CONJUNTO DE TAREFAS:
(a) Reproduza, do texto sobre o mito do centésimo macaco, tudo desde "Existe uma idéia" até "fica bem razoável.".
(b) Traduza para o inglês esta frase do texto sobre o mito do centésimo macaco: "Por esse raciocínio, se muitas pessoas souberem física, então toda a humanidade será composta de físicos."

TEXTO EXTRAÍDO:
:::::

O Mito do Centésimo Macaco

Existe uma idéia muito difundida por aí de que se um certo número de pessoas adquire um conhecimento ou hábito, então toda a humanidade vai adquirir também. Sei que parece absurdo, mas do jeito que a lenda conta fica bem razoável.

A Lenda

A lenda afirma que se um número suficiente de pessoas pensar qualquer coisa, então um “campo mental” formado pelos pensamentos de todas essas pessoas será tão grande que contagiará todas as outras pessoas. Algo como se fosse uma osmose mental. Por esse raciocínio, se muitas pessoas souberem física, então toda a humanidade será composta de físicos. Uma boa solução para esse terrível analfabetismo científico.

:::::

DADOS FORNECIDOS:
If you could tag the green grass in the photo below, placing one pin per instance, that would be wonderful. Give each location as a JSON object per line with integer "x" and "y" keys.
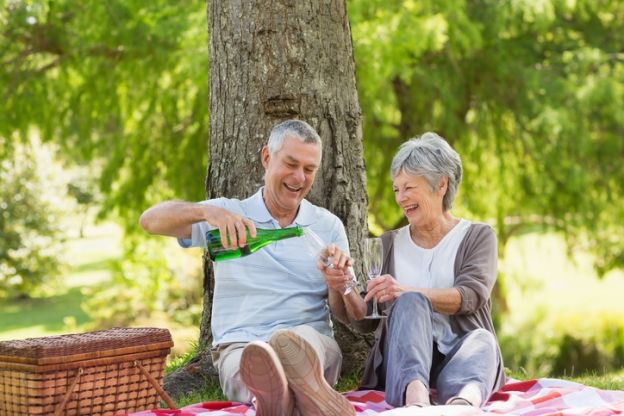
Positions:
{"x": 59, "y": 311}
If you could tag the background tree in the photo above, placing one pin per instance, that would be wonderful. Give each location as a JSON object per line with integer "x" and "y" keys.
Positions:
{"x": 270, "y": 62}
{"x": 531, "y": 95}
{"x": 32, "y": 200}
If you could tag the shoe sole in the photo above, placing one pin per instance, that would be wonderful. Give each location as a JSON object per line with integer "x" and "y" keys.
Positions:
{"x": 263, "y": 375}
{"x": 313, "y": 395}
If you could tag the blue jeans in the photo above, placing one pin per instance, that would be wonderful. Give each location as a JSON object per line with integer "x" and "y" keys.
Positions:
{"x": 411, "y": 354}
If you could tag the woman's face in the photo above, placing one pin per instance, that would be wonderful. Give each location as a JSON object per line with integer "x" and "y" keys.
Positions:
{"x": 419, "y": 203}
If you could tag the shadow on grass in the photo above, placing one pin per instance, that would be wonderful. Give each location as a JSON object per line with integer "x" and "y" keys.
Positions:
{"x": 94, "y": 266}
{"x": 47, "y": 313}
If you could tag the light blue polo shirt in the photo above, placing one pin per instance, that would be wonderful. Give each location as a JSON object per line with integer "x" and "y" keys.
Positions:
{"x": 279, "y": 286}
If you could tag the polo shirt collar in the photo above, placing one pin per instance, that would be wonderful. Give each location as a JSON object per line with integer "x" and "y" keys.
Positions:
{"x": 258, "y": 212}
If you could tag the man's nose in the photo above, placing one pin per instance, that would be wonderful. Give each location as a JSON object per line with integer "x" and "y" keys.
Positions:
{"x": 299, "y": 175}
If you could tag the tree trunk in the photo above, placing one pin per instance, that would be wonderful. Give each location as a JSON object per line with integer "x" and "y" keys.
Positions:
{"x": 271, "y": 61}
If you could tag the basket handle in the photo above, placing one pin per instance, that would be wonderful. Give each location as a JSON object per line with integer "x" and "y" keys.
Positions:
{"x": 163, "y": 394}
{"x": 71, "y": 389}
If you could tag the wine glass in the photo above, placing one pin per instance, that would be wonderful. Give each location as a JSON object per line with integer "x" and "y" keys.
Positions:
{"x": 374, "y": 260}
{"x": 315, "y": 244}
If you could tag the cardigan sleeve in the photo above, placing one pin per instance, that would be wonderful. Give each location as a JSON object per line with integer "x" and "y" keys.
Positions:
{"x": 475, "y": 268}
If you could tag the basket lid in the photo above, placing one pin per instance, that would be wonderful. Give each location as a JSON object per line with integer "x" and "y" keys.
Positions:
{"x": 103, "y": 343}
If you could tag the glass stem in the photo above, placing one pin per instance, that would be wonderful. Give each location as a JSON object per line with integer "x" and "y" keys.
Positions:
{"x": 375, "y": 312}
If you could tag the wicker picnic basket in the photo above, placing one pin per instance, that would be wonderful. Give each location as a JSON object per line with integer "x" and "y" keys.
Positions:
{"x": 96, "y": 373}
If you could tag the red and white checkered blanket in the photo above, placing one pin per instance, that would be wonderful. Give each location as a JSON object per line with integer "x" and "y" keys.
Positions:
{"x": 540, "y": 397}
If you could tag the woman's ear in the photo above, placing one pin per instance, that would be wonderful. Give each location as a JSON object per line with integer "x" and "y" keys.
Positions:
{"x": 443, "y": 185}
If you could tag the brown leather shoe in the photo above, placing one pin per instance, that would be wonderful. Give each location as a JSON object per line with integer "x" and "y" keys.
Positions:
{"x": 313, "y": 395}
{"x": 261, "y": 371}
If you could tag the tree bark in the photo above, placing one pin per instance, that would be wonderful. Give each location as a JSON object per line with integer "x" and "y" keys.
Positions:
{"x": 271, "y": 61}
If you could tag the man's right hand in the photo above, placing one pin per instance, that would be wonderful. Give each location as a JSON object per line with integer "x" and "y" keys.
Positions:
{"x": 233, "y": 227}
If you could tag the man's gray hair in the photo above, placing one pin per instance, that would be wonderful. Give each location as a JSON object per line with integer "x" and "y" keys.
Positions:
{"x": 431, "y": 157}
{"x": 298, "y": 129}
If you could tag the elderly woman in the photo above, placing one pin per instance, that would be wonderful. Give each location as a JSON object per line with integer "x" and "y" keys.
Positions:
{"x": 436, "y": 282}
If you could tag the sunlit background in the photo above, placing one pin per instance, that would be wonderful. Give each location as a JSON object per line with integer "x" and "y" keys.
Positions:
{"x": 104, "y": 111}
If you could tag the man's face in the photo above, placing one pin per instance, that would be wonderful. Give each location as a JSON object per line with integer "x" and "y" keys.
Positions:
{"x": 289, "y": 175}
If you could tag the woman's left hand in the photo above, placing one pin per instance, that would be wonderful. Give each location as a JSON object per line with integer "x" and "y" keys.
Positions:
{"x": 383, "y": 288}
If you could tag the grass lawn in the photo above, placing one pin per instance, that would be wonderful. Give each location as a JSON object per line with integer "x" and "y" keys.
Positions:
{"x": 59, "y": 311}
{"x": 539, "y": 276}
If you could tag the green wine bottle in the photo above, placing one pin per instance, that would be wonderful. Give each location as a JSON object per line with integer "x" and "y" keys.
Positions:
{"x": 263, "y": 237}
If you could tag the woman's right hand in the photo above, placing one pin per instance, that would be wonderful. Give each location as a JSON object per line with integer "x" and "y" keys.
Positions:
{"x": 384, "y": 288}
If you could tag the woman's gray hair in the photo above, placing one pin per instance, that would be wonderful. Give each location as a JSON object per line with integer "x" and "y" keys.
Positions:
{"x": 292, "y": 128}
{"x": 431, "y": 157}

:::::

RESPOSTAS DOS EXERCÍCIOS:
(a)
Existe uma idéia muito difundida por aí de que se um certo número de pessoas adquire um conhecimento ou hábito, então toda a humanidade vai adquirir também. Sei que parece absurdo, mas do jeito que a lenda conta fica bem razoável.

(b) By this reasoning, if many people know physics, then all of humanity will be made up of physicists.